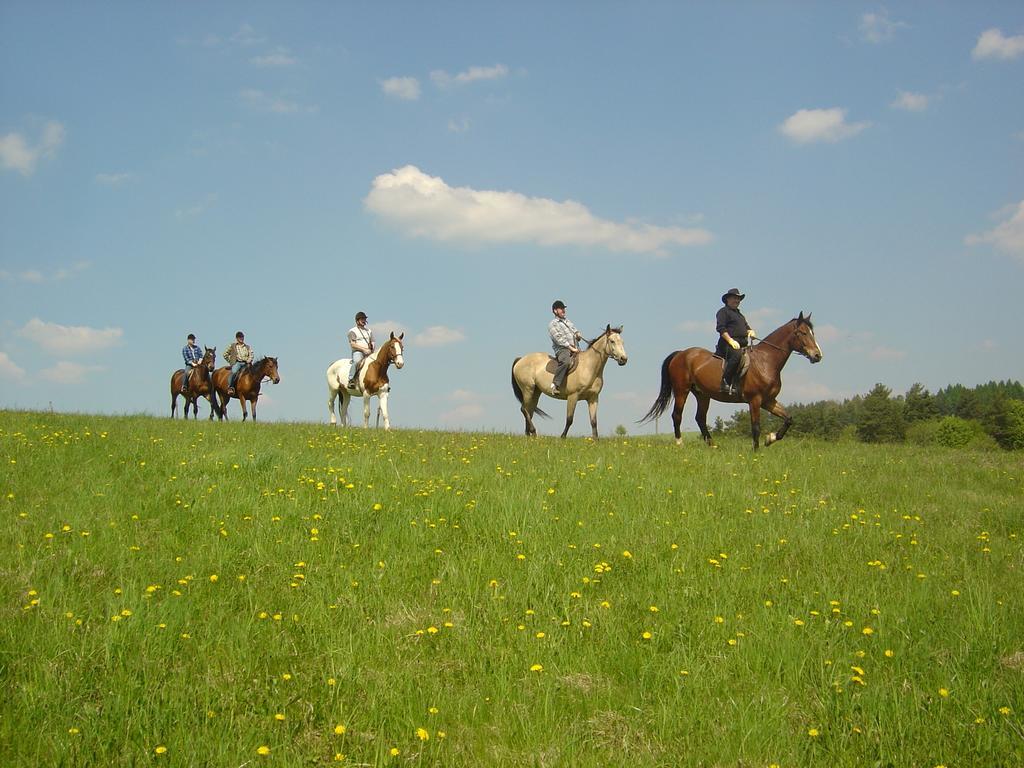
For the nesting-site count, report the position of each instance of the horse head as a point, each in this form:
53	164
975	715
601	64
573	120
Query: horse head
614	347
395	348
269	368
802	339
^^^^
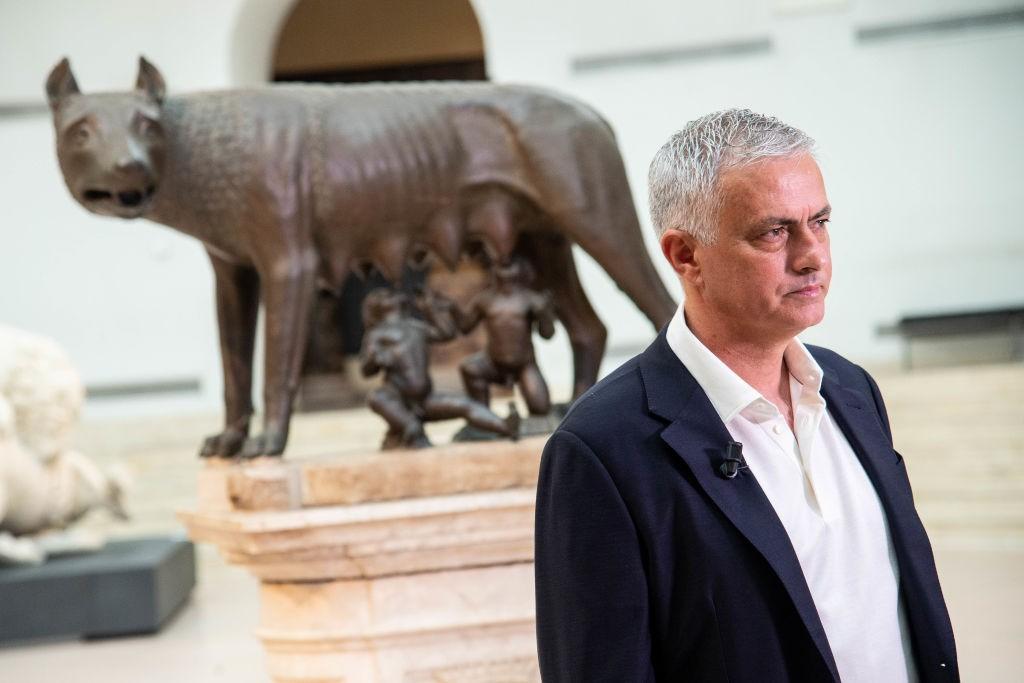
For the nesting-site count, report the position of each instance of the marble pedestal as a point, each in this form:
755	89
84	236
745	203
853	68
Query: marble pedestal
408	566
^^^^
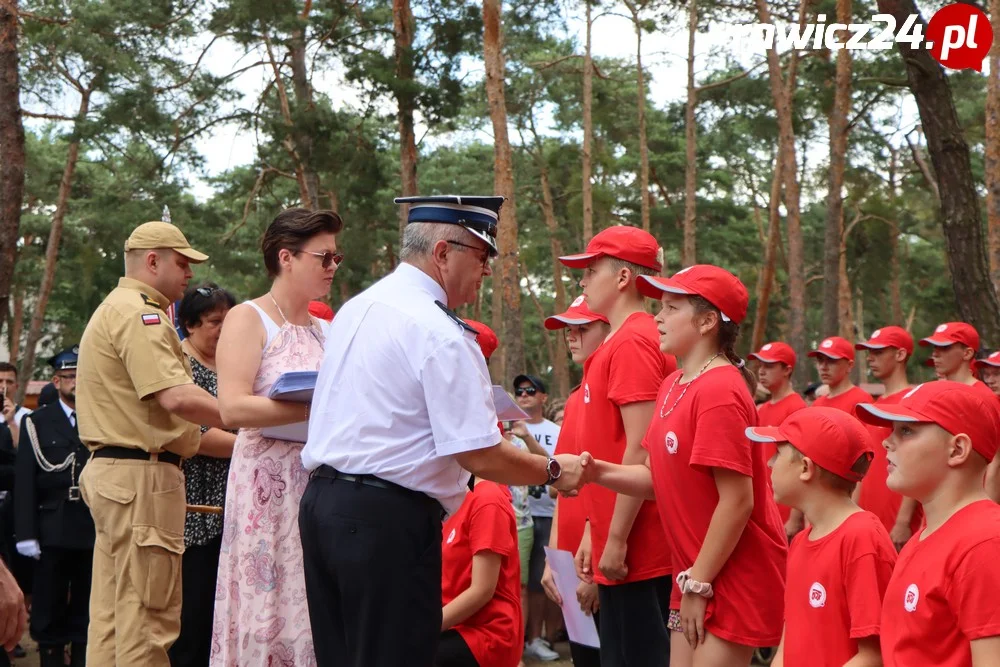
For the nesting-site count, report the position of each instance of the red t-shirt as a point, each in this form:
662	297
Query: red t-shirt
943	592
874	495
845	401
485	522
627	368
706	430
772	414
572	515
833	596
^^^^
> REQUIREMENT
Count the lines in the records above that contain the string "report", matching case exactly, and reply with only the number.

> RESPONSE TO THE EXERCISE
3